[BEGIN Supplied records]
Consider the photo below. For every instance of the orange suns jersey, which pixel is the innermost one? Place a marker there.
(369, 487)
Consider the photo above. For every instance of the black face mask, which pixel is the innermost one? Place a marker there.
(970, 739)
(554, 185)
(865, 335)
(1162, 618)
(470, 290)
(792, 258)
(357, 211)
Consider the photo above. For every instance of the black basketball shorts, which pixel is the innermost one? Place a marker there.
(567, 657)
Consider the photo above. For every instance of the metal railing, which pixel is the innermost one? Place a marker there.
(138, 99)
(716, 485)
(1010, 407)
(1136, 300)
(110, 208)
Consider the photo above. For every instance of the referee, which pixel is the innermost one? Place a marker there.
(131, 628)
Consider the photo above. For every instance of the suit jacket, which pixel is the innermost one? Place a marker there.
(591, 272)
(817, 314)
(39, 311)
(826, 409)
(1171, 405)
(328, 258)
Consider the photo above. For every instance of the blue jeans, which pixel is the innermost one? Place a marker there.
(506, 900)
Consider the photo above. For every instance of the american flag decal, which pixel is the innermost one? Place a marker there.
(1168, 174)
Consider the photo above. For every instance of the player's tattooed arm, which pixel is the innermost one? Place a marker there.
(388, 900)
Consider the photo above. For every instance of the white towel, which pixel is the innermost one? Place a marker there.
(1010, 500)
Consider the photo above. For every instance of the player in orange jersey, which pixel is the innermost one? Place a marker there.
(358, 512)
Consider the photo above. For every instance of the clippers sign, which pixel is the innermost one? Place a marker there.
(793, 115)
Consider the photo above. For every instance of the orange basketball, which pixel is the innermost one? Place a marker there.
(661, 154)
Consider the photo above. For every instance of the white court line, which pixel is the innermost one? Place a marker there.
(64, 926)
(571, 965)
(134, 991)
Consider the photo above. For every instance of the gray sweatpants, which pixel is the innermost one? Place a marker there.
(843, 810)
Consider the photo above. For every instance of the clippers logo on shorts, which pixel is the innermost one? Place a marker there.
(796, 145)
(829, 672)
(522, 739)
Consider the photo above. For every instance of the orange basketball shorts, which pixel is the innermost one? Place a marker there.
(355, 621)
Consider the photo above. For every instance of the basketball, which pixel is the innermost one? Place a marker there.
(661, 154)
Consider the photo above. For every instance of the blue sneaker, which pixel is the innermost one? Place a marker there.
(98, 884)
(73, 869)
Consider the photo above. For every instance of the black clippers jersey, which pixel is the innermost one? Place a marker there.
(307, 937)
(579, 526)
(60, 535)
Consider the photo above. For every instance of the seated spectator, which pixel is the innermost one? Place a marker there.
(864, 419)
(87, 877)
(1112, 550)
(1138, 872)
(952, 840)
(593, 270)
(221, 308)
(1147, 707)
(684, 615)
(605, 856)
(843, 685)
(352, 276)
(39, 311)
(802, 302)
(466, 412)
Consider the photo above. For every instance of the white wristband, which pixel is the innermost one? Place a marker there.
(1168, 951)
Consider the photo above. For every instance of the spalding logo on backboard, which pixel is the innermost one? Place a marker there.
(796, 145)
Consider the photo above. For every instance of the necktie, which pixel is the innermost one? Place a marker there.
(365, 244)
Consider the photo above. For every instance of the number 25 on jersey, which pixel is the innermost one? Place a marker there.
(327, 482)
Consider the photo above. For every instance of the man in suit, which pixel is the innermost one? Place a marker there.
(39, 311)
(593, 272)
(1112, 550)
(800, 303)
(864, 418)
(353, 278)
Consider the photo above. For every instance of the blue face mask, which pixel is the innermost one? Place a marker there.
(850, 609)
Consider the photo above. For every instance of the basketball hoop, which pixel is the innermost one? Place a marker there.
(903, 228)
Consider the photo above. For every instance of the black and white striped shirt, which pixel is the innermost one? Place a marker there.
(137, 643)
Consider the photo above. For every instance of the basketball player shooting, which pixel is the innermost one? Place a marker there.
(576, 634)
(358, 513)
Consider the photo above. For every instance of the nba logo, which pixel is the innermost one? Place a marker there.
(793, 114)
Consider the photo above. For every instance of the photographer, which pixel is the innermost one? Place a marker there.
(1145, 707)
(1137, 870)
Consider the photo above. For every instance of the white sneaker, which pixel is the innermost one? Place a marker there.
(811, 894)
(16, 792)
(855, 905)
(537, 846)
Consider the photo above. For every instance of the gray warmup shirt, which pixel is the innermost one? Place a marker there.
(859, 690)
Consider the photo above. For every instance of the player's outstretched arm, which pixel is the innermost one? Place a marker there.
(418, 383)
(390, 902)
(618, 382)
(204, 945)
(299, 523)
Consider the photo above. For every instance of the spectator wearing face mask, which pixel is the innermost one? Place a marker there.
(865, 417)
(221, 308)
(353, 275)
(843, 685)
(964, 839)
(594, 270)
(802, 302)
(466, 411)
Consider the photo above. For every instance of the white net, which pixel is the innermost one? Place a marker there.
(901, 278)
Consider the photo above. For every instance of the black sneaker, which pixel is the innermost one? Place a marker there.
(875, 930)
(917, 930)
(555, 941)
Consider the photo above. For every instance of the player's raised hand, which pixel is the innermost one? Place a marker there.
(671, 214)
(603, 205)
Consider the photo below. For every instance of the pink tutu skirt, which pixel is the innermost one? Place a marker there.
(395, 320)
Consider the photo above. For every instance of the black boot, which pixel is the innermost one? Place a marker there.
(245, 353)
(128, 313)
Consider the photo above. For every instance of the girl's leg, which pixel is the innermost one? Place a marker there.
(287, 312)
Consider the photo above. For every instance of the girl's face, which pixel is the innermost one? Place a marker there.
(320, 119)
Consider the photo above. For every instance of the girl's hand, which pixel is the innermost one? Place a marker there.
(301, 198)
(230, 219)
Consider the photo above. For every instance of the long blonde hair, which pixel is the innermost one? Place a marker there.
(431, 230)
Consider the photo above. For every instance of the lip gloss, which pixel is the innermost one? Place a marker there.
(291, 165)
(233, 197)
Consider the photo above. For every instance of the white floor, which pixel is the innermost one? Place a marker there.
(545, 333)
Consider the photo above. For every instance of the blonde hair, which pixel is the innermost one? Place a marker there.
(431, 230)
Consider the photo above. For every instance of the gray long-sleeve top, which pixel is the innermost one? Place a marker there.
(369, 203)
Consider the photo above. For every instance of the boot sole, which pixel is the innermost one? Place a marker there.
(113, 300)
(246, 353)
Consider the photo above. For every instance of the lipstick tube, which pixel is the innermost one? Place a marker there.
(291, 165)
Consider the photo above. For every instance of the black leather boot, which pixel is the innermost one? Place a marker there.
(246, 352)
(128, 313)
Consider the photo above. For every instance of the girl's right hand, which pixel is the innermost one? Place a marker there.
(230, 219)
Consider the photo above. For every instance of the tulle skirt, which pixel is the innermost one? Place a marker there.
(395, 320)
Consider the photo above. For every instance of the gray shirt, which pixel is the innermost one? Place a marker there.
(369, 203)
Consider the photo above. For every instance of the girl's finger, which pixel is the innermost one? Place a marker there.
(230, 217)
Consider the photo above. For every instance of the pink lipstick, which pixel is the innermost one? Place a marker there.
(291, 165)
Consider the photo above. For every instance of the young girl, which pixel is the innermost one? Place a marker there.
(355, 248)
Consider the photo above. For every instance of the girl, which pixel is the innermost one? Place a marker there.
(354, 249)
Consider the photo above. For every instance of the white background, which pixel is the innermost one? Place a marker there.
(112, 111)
[END Supplied records]
# Description of the task
Copy out, word for word, the lines starting with the one that contains "the black leather" and running through the very last line above, both ends included.

# Output of the task
Consider the photo above. For every instance of the black leather boot, which pixel is the innermost one? Place a marker there.
(246, 352)
(128, 313)
Consider the photo above. For every instance of the girl's right hand, which pixel is the innermost one? Place a marker there.
(230, 219)
Consider the photo above. For every instance of the tulle skirt, which pixel is the innermost one? Place a marker there.
(395, 320)
Consider the photo above. For every instance of the gray shirt, which pixel is the innermost one? Place a marker there.
(369, 203)
Consider the photo above. For every instance of the girl's finger, which pixel is the innermost one? Place a marker there.
(230, 217)
Consider the photo above. For every instance of the pink lipstick, which pixel is the innermost one? Place a marker there.
(291, 165)
Consider the photo above. For every instance of the young girl, which pixel is the innermost one? Place a marker there.
(355, 248)
Consider the photo above. For every instance of the girl, which pixel is the innermost one? Place a marker there.
(354, 249)
Consider the photo above. For every instance of the white background, which pixel is the innermost one? Place a marker there.
(112, 111)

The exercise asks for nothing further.